__Instruction__. Reproduce every one of the entries below word for word, leaving out the pictures.

__Provided data__.
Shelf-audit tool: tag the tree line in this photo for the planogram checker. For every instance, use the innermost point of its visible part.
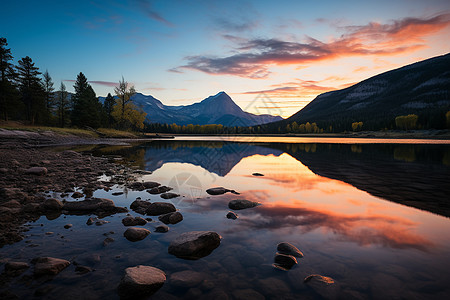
(29, 95)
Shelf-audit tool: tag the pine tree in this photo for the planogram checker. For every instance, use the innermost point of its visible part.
(86, 107)
(48, 92)
(31, 90)
(8, 92)
(108, 108)
(62, 105)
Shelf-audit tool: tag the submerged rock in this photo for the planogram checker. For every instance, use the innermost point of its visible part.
(186, 279)
(220, 191)
(49, 265)
(171, 218)
(159, 208)
(141, 281)
(284, 261)
(232, 215)
(289, 249)
(242, 204)
(38, 171)
(159, 190)
(194, 244)
(169, 195)
(135, 234)
(133, 221)
(257, 174)
(162, 228)
(92, 205)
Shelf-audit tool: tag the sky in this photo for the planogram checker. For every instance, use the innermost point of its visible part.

__Solution to this problem__.
Shelf-audit tool: tag the tree line in this photo for the planogram checker. For every instance, use the innermost point of its visible part.
(29, 95)
Shelf-audit tool: tag the pine tree in this photo for the planogram checker. For every instance, use the innermost point of its visible part.
(86, 107)
(48, 92)
(31, 90)
(8, 92)
(108, 108)
(62, 105)
Shelf-audit tool: tag the submerged rock in this photo for the planogram checker. For every instance, use the innermost point of its visible part.
(186, 279)
(220, 191)
(49, 265)
(171, 218)
(159, 208)
(141, 281)
(284, 261)
(232, 215)
(289, 249)
(242, 204)
(38, 171)
(159, 190)
(194, 244)
(169, 195)
(135, 234)
(133, 221)
(257, 174)
(162, 228)
(92, 205)
Shelf-audit tool: tag the sky in this photo for the planogram checker. For every instance, use the innermost point of its visible part.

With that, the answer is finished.